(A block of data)
_ _ _ _

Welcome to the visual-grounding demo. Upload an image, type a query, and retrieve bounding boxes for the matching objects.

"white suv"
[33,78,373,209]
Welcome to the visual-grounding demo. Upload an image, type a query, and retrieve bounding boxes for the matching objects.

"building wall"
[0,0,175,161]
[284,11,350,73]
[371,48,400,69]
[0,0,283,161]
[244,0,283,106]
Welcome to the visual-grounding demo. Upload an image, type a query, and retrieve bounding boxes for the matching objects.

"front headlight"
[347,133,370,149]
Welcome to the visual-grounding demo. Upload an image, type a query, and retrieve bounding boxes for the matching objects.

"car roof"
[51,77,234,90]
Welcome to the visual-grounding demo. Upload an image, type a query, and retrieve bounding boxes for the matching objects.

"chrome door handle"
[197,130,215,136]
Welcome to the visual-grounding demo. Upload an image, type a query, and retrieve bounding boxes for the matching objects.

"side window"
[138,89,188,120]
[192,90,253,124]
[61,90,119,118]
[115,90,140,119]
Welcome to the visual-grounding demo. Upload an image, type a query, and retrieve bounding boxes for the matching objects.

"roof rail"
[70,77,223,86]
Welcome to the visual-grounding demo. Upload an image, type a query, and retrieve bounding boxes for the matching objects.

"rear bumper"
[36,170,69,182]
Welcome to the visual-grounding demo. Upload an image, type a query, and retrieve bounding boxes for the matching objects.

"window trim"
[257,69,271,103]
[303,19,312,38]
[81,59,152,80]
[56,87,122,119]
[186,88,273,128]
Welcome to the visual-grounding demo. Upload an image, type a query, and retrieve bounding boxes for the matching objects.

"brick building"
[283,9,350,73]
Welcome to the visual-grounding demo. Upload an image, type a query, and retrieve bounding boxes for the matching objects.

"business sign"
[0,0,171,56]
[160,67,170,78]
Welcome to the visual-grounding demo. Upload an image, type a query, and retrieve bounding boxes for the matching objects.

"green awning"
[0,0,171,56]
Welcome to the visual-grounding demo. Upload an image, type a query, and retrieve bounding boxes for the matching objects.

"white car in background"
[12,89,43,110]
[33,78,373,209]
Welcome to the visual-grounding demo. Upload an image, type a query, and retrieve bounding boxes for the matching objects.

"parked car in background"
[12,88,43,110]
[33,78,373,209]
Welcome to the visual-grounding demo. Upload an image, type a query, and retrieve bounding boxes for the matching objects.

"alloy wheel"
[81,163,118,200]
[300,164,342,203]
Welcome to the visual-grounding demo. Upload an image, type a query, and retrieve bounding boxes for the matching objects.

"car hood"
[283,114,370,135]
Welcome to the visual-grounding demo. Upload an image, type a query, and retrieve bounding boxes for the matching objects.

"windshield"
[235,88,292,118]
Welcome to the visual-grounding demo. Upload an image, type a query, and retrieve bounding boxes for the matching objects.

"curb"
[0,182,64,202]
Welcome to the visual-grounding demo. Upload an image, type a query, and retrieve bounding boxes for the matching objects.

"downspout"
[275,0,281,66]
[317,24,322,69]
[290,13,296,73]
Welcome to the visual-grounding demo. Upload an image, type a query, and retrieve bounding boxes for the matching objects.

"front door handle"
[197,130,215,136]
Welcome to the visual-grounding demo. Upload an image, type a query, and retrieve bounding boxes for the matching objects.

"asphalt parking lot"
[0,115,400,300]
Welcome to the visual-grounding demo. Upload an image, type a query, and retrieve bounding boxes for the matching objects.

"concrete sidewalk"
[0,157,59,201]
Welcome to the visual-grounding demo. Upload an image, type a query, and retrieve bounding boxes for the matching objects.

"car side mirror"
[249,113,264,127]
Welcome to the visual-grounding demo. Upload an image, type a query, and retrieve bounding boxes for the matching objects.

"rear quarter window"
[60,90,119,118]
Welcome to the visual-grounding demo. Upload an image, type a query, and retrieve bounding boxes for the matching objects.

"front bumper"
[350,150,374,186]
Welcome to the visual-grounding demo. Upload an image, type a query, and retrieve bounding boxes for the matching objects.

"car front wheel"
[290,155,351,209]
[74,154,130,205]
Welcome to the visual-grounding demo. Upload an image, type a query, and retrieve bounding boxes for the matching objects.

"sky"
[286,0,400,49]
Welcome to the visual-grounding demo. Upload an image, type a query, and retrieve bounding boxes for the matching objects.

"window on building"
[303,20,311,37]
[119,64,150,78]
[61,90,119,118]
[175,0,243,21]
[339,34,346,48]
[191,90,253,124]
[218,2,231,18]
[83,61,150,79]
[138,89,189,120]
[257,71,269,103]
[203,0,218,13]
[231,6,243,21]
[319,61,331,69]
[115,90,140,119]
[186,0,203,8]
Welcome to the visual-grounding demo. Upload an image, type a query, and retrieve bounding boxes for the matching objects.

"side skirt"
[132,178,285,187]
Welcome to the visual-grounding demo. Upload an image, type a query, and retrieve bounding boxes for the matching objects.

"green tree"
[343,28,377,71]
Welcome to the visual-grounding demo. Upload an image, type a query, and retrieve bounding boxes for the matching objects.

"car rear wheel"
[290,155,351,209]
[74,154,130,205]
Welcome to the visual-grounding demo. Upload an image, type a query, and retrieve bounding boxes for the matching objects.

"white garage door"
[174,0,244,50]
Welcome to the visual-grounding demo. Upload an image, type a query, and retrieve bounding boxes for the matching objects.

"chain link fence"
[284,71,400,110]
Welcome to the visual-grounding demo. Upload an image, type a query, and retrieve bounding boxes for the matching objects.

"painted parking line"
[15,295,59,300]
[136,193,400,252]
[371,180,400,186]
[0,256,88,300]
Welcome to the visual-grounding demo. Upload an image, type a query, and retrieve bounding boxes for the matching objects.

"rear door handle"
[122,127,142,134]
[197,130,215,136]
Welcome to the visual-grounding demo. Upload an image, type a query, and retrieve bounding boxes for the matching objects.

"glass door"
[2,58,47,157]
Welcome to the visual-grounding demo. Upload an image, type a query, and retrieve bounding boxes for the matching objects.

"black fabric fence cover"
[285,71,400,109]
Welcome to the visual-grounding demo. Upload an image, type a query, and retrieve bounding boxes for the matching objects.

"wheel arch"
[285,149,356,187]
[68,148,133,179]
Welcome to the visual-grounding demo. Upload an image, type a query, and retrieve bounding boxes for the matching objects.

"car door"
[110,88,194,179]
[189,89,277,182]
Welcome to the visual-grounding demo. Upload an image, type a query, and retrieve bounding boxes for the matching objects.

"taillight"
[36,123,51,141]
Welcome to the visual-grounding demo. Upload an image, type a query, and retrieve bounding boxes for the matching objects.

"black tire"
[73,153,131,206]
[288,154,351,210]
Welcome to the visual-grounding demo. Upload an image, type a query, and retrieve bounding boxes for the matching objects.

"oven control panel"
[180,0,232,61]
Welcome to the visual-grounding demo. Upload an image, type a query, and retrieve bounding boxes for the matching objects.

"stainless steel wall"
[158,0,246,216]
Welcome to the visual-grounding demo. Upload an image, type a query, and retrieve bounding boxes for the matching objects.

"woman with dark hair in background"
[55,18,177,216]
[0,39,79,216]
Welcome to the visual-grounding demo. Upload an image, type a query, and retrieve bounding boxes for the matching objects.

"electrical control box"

_ _ _ _

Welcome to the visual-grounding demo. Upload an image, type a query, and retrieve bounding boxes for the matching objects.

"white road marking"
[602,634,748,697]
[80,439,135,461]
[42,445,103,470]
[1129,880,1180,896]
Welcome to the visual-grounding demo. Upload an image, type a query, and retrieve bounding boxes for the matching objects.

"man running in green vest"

_ _ _ _

▸ DIRECTIVE
Count the lines in the records that contain the string "parking" and give only that number.

▸ ANSWER TO THE TASK
2